Supplied data:
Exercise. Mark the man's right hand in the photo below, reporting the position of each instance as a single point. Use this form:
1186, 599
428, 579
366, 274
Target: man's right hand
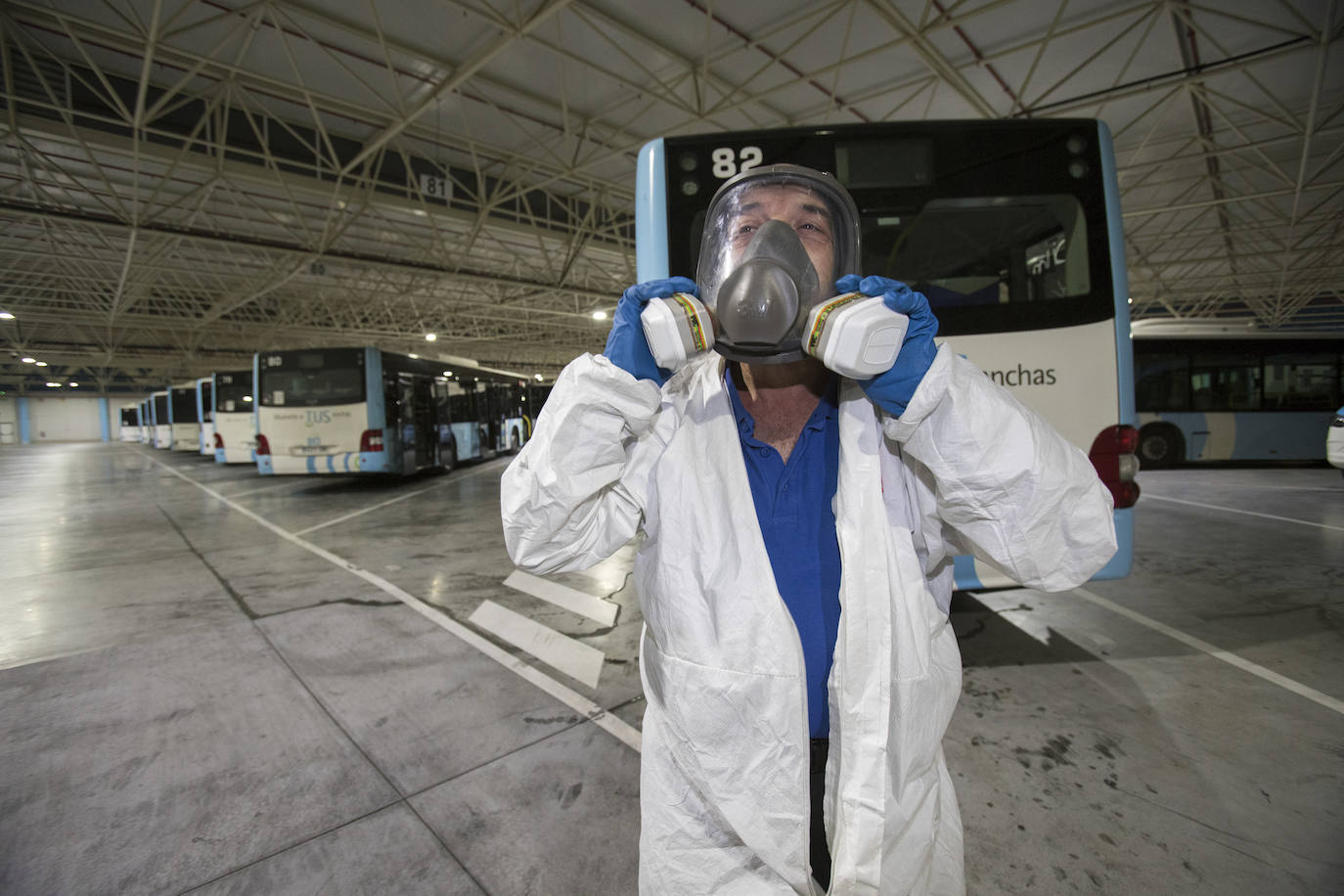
625, 345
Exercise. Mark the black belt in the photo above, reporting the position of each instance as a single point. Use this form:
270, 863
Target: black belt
820, 747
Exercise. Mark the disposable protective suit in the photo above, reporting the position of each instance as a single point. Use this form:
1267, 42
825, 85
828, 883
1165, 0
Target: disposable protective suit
966, 469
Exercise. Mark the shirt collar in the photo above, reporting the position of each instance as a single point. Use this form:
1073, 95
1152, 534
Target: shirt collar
829, 407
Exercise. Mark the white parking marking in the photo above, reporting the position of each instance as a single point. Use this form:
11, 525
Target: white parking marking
614, 726
563, 597
399, 497
574, 658
1268, 516
1203, 647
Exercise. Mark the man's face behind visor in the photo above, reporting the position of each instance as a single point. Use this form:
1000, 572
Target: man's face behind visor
775, 242
797, 207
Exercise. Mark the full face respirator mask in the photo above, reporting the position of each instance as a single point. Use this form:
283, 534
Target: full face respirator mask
775, 242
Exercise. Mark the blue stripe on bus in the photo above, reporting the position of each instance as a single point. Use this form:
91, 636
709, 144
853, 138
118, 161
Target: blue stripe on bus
1118, 274
1124, 559
650, 214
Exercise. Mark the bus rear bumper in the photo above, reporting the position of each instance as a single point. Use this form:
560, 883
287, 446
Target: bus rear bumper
345, 463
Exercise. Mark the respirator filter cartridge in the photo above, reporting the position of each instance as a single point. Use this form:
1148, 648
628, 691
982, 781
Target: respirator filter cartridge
855, 335
676, 328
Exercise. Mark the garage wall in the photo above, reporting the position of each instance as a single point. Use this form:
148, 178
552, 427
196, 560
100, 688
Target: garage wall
65, 420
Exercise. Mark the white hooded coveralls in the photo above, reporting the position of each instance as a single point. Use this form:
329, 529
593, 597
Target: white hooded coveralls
723, 784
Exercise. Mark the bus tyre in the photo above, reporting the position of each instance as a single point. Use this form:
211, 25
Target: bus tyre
1160, 446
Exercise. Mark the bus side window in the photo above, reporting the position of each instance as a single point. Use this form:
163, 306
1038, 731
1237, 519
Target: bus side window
392, 403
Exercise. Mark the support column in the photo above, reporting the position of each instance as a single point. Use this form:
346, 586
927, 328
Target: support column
23, 422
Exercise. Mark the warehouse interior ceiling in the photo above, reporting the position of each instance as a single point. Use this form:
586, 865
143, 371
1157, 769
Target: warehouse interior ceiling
187, 182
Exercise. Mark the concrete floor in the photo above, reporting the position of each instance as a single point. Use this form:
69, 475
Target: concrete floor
218, 684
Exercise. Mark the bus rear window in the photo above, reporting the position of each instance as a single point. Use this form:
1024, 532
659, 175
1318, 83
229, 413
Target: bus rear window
234, 392
311, 379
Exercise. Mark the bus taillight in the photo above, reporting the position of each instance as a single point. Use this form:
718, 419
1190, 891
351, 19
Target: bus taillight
1113, 456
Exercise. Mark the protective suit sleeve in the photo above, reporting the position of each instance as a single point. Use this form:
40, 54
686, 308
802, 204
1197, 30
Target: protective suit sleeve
1003, 482
575, 492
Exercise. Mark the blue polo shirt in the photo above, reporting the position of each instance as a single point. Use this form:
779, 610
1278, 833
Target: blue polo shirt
793, 504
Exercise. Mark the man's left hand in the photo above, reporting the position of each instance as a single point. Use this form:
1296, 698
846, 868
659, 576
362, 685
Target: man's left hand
894, 388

What is expected: Please update the records from the line containing "Exercise. Mark the man's left" through the end of the records, changing "left hand" to "right hand" and leaving everything else unchanged.

Solved problem:
Exercise. Mark the man's right hand in the photo above, reporting the position of each instance as a single point. Use this form:
1296, 698
846, 868
659, 576
362, 685
Target: man's right hand
894, 388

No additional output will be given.